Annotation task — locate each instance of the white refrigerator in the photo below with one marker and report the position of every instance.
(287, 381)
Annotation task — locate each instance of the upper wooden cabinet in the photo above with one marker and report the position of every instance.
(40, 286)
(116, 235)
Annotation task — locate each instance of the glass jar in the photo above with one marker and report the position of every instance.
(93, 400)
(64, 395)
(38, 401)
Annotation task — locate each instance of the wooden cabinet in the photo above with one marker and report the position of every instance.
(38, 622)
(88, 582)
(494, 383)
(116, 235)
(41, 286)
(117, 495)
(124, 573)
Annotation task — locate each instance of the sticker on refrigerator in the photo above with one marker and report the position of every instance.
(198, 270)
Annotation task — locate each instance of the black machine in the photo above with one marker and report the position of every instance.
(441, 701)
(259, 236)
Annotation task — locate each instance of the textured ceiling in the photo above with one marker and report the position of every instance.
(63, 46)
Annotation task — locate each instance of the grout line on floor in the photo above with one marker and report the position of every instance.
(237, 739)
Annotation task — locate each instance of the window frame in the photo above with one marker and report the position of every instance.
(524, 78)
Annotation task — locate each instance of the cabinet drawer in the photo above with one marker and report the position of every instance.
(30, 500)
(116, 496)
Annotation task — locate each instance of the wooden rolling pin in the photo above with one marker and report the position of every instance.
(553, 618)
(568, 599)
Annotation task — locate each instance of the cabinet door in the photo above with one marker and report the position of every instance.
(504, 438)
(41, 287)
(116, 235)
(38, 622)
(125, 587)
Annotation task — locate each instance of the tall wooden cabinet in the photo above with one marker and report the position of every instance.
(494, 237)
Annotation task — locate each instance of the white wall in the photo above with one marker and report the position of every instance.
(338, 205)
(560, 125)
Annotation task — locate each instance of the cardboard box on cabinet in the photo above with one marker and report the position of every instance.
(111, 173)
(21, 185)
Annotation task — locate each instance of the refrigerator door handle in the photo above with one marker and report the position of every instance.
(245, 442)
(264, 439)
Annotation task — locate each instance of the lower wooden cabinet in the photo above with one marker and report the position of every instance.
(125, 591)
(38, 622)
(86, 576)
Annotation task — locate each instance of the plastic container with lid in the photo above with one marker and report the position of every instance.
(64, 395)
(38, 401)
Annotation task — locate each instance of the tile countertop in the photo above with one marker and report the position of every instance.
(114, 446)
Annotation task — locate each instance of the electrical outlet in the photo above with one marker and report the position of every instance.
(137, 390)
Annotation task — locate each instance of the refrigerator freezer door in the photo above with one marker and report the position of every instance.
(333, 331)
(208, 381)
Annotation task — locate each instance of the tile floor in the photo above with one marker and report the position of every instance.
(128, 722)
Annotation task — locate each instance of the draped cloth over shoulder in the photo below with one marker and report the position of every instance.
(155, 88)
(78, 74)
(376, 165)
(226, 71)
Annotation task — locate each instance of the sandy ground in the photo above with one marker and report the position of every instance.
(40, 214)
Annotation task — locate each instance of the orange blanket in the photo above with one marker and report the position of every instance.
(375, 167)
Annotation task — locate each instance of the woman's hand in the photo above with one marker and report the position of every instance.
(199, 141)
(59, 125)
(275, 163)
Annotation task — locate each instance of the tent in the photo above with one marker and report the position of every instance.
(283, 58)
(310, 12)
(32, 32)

• **What this task involves**
Every line from the one containing "Annotation task — locate each instance of the draped" through the last line above should be retyped exactly; no other lines are wanted.

• **Your solution**
Annotation task — locate each instance of the draped cloth over shoulder in the photo below with one marker and report the position of every instance.
(155, 88)
(78, 74)
(376, 165)
(226, 71)
Annotation task — locate each instance of the sandy ground in the photo above with one marker and report the position of every instance.
(40, 214)
Annotation task — locate each instance of the orange blanket in the photo above with one marker and report the position of every instance.
(375, 167)
Annotation task — locate each instance of the woman's hand in the photo above with one marker and report the position of every instance.
(199, 141)
(59, 125)
(275, 163)
Annotation task — locate each instance of the tent in the photo above with one marker and report the position of every instance.
(283, 58)
(310, 12)
(32, 32)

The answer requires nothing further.